**PROBLEM TO WORK ON:**
Write out the rows in the stretch from the line containing "Provide the segmentation of every instance of the football" through the line containing "[[[317,66],[283,64],[88,58],[68,227],[316,227]]]", both included, requests and all. Multiply every polygon coordinate in the answers by 2.05 and round each result to a whole number, rounding halves up, while leaving the request lines unchanged.

**RECORDS PROVIDED:**
** Start **

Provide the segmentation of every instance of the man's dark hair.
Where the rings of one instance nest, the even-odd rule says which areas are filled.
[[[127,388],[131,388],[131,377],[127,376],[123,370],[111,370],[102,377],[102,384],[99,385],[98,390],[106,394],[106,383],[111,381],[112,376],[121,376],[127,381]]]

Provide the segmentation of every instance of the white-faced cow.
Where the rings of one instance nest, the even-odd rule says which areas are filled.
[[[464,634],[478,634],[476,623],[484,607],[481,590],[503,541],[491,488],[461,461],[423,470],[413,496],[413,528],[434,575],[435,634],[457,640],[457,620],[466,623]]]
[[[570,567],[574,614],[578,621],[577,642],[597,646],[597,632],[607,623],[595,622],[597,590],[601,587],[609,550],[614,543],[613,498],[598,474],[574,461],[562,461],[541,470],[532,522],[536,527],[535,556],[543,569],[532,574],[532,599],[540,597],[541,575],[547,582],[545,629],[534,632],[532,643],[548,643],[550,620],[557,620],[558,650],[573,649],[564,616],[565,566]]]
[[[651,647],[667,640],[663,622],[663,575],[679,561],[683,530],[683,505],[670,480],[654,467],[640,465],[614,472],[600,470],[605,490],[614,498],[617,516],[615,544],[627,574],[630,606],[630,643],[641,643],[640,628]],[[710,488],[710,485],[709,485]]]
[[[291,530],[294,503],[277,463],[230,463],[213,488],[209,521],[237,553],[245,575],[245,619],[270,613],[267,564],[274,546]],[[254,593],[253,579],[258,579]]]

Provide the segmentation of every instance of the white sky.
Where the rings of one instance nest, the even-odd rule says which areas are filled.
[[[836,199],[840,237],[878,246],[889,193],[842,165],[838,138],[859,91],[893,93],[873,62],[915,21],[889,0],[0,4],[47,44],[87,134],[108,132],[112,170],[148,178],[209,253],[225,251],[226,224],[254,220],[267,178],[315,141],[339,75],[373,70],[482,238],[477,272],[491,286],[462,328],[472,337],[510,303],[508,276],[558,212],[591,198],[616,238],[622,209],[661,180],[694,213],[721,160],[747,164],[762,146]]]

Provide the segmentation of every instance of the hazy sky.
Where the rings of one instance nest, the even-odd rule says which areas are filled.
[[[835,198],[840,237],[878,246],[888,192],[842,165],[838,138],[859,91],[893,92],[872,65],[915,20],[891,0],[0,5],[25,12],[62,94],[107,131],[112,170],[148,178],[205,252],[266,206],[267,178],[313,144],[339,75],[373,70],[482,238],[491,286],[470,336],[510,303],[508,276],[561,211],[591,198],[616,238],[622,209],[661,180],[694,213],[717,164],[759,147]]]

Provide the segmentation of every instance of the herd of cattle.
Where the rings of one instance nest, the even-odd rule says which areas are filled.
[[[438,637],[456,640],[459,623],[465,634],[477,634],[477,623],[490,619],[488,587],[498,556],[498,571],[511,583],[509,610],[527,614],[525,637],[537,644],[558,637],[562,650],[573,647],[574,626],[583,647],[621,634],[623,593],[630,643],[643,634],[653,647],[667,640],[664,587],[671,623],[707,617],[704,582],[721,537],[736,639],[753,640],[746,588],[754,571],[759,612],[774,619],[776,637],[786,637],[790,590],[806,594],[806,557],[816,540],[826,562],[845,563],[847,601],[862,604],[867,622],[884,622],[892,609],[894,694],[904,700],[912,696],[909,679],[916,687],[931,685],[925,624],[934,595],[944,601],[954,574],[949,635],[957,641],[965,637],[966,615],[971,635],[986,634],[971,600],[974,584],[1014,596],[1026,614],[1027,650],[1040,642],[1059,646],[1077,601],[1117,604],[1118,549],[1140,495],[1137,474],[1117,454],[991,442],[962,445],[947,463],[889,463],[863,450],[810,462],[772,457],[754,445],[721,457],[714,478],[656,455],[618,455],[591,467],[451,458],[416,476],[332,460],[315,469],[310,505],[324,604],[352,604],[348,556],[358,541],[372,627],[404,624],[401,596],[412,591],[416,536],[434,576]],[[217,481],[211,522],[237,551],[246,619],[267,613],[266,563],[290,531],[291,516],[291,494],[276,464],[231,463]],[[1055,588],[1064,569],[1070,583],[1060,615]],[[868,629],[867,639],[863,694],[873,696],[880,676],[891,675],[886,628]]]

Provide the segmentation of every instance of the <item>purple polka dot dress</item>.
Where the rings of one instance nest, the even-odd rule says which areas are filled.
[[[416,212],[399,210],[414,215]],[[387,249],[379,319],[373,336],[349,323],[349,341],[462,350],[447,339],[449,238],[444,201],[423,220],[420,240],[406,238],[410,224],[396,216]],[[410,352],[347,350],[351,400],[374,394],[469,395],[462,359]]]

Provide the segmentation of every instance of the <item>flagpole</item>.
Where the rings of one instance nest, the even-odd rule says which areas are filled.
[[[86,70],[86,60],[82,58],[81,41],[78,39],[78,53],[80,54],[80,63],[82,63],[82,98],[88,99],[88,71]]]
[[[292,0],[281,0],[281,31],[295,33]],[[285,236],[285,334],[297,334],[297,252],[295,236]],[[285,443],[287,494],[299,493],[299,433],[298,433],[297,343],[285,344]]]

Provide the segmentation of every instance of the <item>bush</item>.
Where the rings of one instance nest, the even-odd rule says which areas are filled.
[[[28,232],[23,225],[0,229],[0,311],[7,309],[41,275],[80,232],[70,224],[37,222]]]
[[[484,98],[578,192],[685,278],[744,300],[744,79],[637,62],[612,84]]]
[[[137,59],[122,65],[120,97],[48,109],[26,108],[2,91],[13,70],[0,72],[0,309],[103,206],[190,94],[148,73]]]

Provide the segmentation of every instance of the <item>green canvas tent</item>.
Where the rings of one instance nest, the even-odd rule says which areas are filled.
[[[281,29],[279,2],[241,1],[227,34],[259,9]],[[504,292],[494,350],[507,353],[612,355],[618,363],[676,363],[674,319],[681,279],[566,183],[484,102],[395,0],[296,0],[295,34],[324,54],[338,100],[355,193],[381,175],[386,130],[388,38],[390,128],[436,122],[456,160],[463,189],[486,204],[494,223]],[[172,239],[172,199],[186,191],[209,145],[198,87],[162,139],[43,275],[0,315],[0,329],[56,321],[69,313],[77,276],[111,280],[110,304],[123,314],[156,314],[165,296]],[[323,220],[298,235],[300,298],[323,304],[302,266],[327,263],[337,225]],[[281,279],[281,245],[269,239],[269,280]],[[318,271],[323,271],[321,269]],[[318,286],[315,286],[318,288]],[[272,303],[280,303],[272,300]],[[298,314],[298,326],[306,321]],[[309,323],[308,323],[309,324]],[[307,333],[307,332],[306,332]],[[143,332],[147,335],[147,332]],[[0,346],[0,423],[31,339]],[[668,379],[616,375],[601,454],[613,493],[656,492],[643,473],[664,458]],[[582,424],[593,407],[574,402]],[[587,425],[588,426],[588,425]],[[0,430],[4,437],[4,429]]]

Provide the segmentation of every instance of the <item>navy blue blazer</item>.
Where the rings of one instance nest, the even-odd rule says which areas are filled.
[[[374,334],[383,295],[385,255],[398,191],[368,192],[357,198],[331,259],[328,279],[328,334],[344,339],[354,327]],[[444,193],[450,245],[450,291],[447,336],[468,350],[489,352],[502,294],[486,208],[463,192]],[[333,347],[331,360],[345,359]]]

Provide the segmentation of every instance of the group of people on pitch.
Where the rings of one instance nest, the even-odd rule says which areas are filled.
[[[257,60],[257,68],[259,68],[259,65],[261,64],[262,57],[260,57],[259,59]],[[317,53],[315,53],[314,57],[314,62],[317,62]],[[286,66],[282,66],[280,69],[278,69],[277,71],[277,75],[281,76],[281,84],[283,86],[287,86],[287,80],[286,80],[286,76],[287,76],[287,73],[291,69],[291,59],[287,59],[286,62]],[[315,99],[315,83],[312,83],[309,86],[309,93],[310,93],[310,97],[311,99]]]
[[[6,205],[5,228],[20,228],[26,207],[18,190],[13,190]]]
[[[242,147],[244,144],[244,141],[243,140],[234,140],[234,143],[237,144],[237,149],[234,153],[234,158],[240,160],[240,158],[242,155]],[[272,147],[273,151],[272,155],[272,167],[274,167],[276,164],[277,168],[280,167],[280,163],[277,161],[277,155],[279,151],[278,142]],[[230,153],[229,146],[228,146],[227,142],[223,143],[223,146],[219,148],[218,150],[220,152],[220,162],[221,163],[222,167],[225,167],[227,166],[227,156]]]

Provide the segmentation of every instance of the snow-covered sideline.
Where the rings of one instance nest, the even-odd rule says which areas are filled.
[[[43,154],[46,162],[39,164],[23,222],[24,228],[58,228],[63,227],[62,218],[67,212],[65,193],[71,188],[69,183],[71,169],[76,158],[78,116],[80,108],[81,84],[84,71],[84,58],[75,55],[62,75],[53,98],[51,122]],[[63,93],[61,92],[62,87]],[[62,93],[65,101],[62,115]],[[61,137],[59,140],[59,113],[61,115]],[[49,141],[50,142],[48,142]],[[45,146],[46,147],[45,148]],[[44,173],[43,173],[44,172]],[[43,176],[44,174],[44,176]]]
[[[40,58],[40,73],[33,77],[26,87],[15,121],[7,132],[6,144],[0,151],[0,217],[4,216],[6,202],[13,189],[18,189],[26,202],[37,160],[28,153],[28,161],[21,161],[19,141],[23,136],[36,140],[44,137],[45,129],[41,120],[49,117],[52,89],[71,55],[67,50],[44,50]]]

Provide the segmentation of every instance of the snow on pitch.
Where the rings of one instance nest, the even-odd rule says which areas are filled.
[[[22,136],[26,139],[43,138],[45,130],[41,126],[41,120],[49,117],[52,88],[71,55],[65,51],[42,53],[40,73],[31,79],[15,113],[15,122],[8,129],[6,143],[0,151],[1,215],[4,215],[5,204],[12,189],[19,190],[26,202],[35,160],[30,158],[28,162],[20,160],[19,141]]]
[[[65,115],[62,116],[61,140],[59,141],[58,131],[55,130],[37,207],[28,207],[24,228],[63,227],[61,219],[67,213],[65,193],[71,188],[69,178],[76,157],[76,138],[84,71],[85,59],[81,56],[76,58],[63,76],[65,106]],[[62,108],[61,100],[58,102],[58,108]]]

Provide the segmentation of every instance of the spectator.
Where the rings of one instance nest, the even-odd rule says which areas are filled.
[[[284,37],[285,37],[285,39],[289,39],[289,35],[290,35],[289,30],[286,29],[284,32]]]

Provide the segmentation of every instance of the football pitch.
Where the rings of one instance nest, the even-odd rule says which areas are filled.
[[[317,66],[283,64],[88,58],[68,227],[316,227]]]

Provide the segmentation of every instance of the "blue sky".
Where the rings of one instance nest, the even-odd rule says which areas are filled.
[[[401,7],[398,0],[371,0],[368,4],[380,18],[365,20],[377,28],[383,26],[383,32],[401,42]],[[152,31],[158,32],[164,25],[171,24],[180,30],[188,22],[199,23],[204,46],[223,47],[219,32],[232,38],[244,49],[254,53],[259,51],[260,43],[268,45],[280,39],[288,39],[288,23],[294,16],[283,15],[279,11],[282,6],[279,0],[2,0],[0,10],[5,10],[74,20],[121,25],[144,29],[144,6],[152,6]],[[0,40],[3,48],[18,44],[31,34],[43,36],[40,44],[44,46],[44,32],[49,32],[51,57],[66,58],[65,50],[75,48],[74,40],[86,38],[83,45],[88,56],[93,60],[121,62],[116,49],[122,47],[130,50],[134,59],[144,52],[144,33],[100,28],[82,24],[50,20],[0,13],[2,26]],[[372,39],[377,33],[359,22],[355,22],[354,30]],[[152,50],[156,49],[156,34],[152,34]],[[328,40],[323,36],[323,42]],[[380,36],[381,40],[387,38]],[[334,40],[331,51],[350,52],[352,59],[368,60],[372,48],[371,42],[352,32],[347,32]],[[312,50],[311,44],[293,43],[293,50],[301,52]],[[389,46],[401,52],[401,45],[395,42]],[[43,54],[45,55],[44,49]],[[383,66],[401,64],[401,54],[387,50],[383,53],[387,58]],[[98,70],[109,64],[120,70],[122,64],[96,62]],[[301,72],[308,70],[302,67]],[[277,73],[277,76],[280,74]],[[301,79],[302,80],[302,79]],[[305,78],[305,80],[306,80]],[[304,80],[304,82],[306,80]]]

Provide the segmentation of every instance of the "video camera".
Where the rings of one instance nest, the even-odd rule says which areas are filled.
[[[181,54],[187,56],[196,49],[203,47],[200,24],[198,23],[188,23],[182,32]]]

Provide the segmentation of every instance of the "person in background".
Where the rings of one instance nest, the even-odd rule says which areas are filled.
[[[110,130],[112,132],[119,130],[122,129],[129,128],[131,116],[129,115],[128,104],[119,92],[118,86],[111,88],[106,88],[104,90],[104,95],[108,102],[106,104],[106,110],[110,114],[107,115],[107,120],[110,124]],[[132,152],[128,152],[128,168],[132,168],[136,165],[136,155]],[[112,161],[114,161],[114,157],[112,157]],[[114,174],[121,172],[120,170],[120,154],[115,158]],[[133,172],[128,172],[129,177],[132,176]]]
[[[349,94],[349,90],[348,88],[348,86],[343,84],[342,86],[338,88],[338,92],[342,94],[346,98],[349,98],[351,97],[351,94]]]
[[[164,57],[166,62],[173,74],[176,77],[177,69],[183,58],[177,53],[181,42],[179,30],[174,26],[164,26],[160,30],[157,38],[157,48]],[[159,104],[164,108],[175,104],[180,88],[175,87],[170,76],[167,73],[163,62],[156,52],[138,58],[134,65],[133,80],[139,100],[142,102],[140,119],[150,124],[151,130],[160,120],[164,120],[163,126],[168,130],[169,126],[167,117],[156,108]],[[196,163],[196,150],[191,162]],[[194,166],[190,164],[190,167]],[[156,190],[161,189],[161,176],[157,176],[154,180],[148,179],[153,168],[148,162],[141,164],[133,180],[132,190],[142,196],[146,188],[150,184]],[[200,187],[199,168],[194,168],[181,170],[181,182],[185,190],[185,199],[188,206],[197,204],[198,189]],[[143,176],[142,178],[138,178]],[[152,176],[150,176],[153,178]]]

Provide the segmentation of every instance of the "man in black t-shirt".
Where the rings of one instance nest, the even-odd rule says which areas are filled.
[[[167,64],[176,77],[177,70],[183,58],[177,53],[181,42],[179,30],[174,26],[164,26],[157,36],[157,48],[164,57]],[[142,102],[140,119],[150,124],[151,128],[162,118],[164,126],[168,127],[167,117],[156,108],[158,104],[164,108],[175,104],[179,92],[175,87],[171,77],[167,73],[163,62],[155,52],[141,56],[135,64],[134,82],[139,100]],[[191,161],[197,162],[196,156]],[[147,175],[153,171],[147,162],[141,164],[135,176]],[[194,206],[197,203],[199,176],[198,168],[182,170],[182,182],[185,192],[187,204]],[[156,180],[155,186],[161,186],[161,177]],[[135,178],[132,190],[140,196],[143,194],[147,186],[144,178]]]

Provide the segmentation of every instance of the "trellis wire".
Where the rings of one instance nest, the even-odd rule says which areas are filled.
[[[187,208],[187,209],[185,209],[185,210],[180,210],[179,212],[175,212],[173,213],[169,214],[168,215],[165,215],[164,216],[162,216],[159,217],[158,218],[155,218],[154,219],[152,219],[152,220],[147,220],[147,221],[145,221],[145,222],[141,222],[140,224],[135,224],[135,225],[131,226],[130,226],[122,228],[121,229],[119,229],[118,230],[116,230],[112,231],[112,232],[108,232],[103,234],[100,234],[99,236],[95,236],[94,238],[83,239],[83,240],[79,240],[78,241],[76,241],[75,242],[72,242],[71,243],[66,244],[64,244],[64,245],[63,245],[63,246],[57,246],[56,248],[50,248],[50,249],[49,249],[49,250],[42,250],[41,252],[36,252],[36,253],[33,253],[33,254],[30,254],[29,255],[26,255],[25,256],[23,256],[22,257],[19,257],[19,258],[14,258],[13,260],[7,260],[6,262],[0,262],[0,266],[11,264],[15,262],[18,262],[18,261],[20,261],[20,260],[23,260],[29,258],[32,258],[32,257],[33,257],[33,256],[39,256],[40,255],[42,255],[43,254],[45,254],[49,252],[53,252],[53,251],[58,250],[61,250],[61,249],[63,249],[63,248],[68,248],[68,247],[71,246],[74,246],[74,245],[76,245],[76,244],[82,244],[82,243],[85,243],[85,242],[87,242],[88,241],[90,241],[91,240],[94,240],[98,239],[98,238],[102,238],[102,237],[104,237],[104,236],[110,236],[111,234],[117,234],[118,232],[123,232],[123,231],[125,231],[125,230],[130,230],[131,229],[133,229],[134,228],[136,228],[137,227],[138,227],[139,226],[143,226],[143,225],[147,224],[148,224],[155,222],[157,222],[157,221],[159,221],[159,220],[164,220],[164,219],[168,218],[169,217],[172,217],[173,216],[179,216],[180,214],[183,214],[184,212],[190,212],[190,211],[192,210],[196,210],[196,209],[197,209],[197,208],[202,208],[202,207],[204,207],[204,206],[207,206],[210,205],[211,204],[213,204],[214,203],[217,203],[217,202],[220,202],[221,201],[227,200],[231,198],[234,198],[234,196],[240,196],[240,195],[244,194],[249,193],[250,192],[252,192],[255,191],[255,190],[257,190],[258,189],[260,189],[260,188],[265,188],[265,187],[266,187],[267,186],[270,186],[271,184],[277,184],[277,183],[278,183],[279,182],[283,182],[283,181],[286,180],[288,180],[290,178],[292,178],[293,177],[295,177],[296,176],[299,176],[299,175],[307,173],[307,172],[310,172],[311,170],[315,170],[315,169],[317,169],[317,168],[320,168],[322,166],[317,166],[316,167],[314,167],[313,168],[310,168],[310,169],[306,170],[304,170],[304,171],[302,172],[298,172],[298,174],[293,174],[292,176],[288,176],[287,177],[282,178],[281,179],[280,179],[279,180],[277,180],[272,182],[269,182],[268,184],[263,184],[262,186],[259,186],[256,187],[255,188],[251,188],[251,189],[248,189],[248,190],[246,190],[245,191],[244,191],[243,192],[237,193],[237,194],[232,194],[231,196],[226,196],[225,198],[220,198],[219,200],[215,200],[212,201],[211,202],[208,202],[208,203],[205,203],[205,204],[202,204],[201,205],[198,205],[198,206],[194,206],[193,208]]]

** End **

**FINAL ANSWER:**
Provide the segmentation of every instance of the football pitch.
Where the rings of one instance nest, the even-odd rule says which areas are filled.
[[[650,135],[580,131],[180,119],[139,465],[648,465]]]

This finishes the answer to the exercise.